**** DATA RECORDS
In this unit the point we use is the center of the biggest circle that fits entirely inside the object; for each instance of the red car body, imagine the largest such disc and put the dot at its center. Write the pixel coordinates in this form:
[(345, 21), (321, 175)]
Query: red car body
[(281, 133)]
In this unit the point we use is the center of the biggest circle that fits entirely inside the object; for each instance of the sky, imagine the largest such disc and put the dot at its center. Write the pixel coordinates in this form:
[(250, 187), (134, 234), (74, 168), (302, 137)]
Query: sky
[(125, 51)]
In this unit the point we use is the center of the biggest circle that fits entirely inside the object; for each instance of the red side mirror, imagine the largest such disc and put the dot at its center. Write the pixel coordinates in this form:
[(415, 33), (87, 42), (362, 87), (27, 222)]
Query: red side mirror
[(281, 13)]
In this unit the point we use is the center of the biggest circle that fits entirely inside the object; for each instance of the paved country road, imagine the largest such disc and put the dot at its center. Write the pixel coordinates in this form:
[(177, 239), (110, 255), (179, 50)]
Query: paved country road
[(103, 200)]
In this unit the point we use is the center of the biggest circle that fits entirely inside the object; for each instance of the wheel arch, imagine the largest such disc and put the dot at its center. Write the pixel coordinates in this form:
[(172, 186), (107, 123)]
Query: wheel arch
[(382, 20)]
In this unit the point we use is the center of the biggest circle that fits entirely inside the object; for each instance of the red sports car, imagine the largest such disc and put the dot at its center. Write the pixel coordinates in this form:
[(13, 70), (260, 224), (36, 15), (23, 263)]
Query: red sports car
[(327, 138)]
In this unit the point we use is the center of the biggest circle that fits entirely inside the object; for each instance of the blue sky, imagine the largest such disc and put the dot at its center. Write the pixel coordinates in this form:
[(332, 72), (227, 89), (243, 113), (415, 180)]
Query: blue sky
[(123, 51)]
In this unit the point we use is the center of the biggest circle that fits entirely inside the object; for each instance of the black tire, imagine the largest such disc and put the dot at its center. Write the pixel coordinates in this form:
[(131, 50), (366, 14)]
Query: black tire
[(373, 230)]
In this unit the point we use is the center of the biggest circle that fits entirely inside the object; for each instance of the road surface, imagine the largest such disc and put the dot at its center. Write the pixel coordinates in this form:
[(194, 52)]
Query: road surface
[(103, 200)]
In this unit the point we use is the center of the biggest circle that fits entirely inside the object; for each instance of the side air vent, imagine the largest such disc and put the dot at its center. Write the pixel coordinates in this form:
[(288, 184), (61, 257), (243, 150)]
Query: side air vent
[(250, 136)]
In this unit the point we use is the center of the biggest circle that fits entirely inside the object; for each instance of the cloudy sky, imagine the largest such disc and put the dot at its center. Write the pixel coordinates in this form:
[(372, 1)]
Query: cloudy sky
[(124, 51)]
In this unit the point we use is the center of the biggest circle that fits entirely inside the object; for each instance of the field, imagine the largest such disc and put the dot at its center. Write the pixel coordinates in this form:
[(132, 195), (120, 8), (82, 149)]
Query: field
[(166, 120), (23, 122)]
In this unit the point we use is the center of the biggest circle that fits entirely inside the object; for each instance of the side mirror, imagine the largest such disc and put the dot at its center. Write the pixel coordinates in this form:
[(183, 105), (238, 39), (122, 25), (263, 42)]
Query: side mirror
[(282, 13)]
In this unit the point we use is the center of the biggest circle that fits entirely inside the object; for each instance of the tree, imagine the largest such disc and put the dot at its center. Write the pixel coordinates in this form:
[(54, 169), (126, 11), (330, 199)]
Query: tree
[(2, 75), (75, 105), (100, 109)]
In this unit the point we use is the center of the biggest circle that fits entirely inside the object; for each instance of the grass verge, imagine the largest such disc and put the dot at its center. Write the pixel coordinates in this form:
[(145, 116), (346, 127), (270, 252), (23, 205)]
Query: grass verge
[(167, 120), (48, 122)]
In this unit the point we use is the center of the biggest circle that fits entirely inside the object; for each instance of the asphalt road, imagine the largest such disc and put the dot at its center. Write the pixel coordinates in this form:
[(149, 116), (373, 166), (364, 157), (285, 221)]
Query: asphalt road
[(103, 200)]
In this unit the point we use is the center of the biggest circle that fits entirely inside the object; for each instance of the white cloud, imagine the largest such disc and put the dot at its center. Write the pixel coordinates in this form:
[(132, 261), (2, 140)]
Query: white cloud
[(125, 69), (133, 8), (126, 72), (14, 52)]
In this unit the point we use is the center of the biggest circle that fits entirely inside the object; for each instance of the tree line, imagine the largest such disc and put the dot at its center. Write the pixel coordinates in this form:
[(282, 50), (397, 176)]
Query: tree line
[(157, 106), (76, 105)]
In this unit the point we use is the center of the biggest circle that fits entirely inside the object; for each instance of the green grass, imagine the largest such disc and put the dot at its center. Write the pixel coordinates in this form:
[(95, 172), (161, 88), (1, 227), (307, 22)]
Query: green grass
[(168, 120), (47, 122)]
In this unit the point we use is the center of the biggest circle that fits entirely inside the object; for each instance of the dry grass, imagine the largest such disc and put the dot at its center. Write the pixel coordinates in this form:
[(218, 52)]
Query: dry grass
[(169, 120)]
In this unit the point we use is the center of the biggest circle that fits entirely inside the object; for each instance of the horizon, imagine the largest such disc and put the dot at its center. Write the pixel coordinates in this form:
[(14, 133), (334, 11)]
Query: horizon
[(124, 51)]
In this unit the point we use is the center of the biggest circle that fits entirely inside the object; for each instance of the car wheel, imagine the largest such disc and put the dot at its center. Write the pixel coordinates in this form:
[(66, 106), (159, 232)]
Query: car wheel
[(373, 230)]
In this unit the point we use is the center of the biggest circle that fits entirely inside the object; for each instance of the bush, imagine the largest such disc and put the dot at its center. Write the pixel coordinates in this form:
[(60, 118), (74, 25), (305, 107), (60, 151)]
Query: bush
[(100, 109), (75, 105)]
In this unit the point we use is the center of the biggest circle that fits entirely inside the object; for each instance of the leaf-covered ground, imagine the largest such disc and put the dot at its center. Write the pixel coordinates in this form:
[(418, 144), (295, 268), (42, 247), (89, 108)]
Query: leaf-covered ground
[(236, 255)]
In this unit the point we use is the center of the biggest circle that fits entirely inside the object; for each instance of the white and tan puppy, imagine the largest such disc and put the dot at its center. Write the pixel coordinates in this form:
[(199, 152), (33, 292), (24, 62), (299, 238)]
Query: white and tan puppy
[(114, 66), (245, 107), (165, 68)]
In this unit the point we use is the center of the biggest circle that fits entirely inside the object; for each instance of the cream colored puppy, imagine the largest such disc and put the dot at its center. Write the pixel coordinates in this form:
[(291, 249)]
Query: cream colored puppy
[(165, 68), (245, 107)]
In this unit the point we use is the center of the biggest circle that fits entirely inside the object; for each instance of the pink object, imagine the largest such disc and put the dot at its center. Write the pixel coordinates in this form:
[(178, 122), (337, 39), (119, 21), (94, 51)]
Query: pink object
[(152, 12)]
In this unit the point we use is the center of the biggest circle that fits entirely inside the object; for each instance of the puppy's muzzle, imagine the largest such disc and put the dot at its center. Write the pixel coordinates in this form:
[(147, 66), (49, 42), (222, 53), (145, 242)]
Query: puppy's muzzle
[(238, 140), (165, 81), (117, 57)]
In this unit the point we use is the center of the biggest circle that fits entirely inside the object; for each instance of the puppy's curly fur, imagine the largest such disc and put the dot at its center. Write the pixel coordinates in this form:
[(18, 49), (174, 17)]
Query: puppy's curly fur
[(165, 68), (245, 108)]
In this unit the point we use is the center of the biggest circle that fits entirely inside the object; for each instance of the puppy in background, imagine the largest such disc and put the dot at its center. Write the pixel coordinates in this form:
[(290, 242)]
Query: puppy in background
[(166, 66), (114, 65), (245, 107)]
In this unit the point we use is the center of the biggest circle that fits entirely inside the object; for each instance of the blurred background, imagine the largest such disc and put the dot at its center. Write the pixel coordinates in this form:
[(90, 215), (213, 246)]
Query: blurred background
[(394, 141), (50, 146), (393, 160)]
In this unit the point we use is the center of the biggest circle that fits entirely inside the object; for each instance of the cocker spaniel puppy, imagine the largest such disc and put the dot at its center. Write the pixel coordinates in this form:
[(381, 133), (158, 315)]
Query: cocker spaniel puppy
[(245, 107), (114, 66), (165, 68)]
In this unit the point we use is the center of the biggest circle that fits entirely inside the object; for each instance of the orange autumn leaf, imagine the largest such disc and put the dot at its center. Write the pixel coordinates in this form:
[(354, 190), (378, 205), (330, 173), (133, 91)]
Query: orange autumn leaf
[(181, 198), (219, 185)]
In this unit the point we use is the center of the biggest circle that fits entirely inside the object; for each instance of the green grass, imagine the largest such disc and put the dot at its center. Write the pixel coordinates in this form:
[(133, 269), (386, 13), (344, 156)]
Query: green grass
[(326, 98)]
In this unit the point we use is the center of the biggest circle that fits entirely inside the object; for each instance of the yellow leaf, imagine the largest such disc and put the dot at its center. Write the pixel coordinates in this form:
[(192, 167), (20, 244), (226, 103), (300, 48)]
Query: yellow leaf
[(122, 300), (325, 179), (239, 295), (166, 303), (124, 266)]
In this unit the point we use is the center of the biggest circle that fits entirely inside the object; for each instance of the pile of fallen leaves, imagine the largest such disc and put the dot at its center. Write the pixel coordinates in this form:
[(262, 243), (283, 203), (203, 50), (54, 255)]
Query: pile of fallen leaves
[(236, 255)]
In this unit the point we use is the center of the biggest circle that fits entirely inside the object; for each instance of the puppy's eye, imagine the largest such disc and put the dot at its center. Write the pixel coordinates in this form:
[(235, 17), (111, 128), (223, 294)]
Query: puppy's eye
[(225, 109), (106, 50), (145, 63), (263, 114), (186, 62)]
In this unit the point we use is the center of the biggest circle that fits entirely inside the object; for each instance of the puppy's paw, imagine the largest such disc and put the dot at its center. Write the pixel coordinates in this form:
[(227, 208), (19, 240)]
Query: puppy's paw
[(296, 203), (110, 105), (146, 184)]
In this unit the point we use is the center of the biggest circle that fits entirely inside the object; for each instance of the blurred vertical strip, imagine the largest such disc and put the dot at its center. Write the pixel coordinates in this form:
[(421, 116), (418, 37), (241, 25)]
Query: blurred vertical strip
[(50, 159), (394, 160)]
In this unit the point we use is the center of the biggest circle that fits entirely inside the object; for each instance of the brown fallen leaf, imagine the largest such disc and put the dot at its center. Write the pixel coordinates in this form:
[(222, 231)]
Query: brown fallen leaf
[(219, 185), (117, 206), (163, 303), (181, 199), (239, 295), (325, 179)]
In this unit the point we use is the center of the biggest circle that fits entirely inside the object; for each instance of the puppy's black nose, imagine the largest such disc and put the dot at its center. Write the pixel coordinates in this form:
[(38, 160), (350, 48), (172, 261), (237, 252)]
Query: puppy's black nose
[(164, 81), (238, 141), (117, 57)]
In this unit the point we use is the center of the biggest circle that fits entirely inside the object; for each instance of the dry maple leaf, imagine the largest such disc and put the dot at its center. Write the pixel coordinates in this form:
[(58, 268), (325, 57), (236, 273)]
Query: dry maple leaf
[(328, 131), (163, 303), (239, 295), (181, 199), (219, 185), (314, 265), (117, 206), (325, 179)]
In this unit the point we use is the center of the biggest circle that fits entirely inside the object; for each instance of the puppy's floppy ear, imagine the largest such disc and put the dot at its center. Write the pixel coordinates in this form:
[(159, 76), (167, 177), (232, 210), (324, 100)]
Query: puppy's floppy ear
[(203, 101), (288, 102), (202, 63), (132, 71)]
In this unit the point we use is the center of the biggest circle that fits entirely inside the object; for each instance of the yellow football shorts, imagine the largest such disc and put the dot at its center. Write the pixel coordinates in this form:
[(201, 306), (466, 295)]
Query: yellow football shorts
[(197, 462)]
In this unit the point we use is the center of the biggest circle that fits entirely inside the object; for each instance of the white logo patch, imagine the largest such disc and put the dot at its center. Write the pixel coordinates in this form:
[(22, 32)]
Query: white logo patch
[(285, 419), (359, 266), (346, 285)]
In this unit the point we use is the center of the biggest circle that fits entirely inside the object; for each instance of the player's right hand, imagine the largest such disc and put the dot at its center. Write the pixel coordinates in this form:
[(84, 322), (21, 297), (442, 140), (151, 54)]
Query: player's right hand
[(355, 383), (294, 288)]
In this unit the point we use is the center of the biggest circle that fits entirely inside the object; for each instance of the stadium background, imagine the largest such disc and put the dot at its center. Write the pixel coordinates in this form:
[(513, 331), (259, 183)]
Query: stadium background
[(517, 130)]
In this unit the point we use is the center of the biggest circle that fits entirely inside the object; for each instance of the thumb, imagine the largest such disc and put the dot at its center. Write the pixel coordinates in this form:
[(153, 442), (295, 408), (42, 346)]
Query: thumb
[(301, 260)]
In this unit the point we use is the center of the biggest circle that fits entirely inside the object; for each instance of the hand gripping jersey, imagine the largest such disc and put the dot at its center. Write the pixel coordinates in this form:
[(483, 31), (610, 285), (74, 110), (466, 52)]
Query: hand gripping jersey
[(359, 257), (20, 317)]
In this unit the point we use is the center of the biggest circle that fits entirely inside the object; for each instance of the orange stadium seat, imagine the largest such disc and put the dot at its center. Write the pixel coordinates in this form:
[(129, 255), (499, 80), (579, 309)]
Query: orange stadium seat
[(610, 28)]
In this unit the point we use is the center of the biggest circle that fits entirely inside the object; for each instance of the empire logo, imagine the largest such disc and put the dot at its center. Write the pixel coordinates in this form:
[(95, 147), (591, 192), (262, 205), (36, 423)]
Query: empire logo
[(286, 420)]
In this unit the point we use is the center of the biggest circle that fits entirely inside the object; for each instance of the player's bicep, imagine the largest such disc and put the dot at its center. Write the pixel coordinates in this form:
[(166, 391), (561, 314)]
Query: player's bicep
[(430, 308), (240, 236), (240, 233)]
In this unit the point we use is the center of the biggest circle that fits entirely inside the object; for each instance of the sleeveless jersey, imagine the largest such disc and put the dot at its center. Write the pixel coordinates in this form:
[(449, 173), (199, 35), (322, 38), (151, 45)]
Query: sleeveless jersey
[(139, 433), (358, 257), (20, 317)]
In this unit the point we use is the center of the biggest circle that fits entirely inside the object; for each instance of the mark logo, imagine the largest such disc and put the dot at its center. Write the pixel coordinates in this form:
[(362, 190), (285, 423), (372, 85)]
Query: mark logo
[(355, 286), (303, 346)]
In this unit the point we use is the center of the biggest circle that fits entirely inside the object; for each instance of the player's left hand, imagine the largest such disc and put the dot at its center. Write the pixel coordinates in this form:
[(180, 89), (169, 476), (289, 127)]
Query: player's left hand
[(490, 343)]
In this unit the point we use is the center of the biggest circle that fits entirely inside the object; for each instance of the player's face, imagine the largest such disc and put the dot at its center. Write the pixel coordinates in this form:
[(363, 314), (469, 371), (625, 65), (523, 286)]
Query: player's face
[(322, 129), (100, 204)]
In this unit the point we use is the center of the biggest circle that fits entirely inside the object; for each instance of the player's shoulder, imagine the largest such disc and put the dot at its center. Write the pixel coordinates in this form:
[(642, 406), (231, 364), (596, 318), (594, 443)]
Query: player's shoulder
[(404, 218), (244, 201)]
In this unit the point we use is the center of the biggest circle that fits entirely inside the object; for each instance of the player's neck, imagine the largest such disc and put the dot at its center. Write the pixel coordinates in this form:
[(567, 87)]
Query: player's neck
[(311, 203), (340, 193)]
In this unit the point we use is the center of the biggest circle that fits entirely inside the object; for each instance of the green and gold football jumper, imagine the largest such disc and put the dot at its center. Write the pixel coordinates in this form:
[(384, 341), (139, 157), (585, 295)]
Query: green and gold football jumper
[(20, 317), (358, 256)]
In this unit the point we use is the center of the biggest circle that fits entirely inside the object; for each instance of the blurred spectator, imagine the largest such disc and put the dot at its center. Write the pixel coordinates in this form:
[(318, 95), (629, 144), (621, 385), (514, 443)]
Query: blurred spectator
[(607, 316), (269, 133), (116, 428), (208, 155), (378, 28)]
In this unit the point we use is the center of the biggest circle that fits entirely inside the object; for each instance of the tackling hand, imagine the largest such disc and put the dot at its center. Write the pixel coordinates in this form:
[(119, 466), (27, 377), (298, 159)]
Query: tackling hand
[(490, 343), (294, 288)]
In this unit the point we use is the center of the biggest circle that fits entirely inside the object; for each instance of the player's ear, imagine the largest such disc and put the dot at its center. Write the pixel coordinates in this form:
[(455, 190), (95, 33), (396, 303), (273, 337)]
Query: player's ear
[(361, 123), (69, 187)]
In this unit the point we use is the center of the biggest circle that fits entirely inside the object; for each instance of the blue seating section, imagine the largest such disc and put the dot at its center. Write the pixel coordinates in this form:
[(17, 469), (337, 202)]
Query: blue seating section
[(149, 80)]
********
* _EXERCISE DESCRIPTION_
In the part of the data that opens with the line containing "the player's left" and closes with the line containing "[(322, 129), (100, 204)]", replace "pixel coordinates" with "pixel positions" and give those lines again, leaving everything else unchanged.

* _SOLVED EXERCISE_
In this unit the point we use is the center of the biggest circle that fits entirely inside the object; for each instance of the player's left hand, imagine the largest such disc and put the dot at its center. Write the pixel positions in this form:
[(180, 89), (169, 476), (289, 127)]
Query: player's left hand
[(490, 343)]
In this unit the point we use is the center of the biggest circle that fits entirely inside the object; for each instance of the player's face, imagine the largest such disc and put the dot at its center. Write the pixel positions in this form:
[(363, 314), (469, 371), (625, 65), (523, 286)]
Query: player's face
[(322, 129), (100, 204)]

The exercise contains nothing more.